- Schriftliche Anweisung 1
Gib alle Zeilen der Einträge zurück, in denen die Zeichenfolge "background" vorkommt. Groß- und Kleinschreibung zählen.
- Schriftliche Anweisung 2
Setze bitte den Text über Agatha Christie nach seinem letzten Satz fort.

- Ausgangstext
#####

23.8.15

Die telefonische Mord(s)beratung
Alles Gute Mrs Christie - Factsheet

Zum 125. Geburtstag der "Queen of Crime"
Das Krimi-Kompetenzteam der Mordsberatung erweist Agatha Christie, der Königin des klassischen Kriminalromans, seine Referenz.


Das Krimi-Kompetenzteam:
Reinhard Jahn, Thomas Hackenberg, Ingrid Müller-Münch, Ulrich Noller
Bild: WDR, mit freundlicher Genehmigung

Am 15. September 1890 wurde in Torquay Agatha Mary Clarissa Miller geboren, die als Agatha Christie weltberühmt wurde. In ihren mehr als 60 Kriminalromanen schuf sie den eleganten belgischen Detektiv Hercule Poirot und die bodenständige britische Rentnerin Miss Marple. Wie prägten sie und ihre Helden das Genre? Warum sollte auch heute noch jeder Krimifan mindestens einen Christie-Roman gelesen haben?

#####

[Gespeicherte Einträge]
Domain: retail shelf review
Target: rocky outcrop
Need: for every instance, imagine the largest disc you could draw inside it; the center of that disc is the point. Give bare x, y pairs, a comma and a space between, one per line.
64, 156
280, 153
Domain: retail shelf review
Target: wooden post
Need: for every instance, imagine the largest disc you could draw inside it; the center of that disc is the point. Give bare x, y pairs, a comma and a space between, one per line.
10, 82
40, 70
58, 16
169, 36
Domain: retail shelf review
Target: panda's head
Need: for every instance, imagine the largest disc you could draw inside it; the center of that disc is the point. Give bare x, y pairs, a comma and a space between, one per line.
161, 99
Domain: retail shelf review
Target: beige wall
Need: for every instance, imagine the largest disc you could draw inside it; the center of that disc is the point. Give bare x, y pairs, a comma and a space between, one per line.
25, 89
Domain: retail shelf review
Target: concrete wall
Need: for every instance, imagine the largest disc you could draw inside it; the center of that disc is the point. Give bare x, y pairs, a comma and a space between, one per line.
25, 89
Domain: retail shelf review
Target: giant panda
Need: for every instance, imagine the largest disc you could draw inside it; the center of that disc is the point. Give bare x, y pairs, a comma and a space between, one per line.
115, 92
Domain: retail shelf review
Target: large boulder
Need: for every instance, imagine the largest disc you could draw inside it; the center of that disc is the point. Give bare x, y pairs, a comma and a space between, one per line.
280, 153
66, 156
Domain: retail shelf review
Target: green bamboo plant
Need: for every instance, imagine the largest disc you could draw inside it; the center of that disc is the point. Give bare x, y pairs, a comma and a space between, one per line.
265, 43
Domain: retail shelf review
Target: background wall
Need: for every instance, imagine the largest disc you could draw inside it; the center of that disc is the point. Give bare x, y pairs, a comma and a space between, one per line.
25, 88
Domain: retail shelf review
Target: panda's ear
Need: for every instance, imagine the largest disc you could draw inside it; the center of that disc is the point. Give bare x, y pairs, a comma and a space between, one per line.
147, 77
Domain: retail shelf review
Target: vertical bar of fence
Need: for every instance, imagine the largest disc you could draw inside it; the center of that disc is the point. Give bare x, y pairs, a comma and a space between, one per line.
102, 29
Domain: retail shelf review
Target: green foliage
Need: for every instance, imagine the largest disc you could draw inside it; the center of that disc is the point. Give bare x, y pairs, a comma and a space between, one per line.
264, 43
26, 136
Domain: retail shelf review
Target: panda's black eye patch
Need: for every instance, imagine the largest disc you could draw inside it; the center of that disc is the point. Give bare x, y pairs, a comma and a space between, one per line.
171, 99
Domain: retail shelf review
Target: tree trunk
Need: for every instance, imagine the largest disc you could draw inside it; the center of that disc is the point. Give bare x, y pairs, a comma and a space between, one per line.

#####

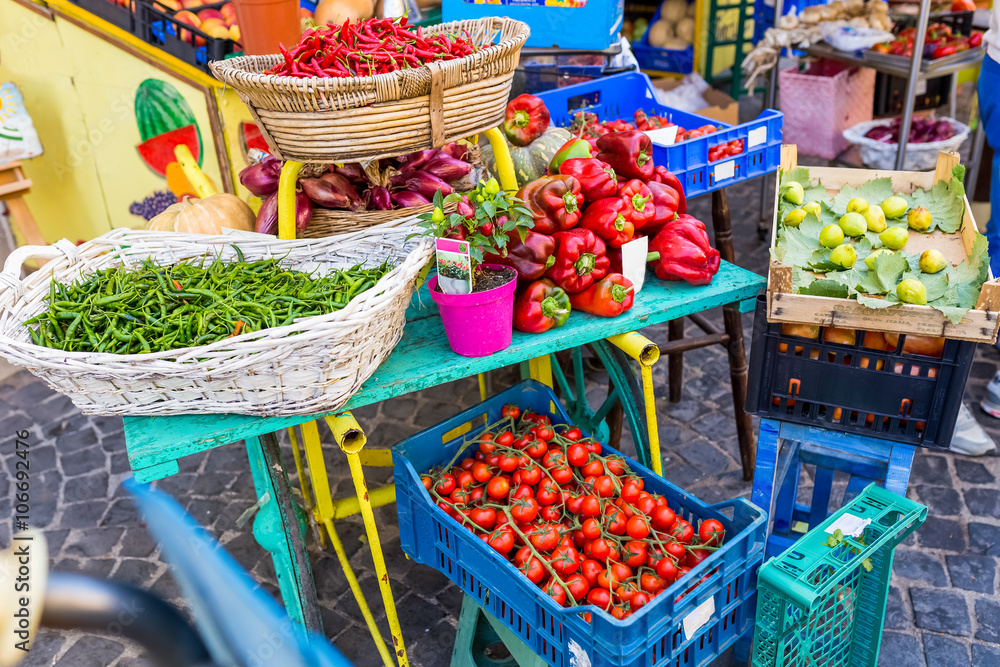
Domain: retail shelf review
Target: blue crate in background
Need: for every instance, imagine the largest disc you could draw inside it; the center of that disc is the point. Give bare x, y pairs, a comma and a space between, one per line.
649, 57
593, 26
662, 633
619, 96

#####

- Antwort 1
Target: background wall
Target: blue crate in background

- Antwort 2
Die WDR5-Krimi-Experten Ulrich Noller (KrimiZEIT-Bestenliste), Reinhard Jahn (Bochumer Krimiarchiv) und die Journalistin Ingrid Müller-Münch suchen nach dem Geheimnis von Mrs Christies Erfolg und stellen nicht nur ihre Klassiker vor. Chief-Inspector Thomas Hackenberg leitet die Expertenrunde, die natürlich auch wieder ihre Favoriten aus den Bestsellerlisten präsentiert.

Hörerinnen und Hörer können sich per E-Mail an der Sendung beteiligen. mordsberatung@wdr.de
Redaktion: Petra Brandl-Kirsch

Die telefonische Mord(s)beratung | Samstag, 29. August 2015, 21.05 - 23.00 Uhr auf WDR5


Agatha Christie

Die gesammelten Werke, die bisher im Fischer Verlag erschienen waren, gingen im Rahmen von Neuverhandlungen des Christie-Rechteinhabers im Jahr 2014 an den Hofmann und Campe Verlag.
Dort erscheinen die Agatha Christie-Romane bei  "Atlantik" einem Imprint von Hoffmann und Campe.

Zug um Zug sollen die Romane neu übersetzt werden. Bisher erschienen bereits die schon seinerzeit für Fischer neu übersetzten Christie-Romane.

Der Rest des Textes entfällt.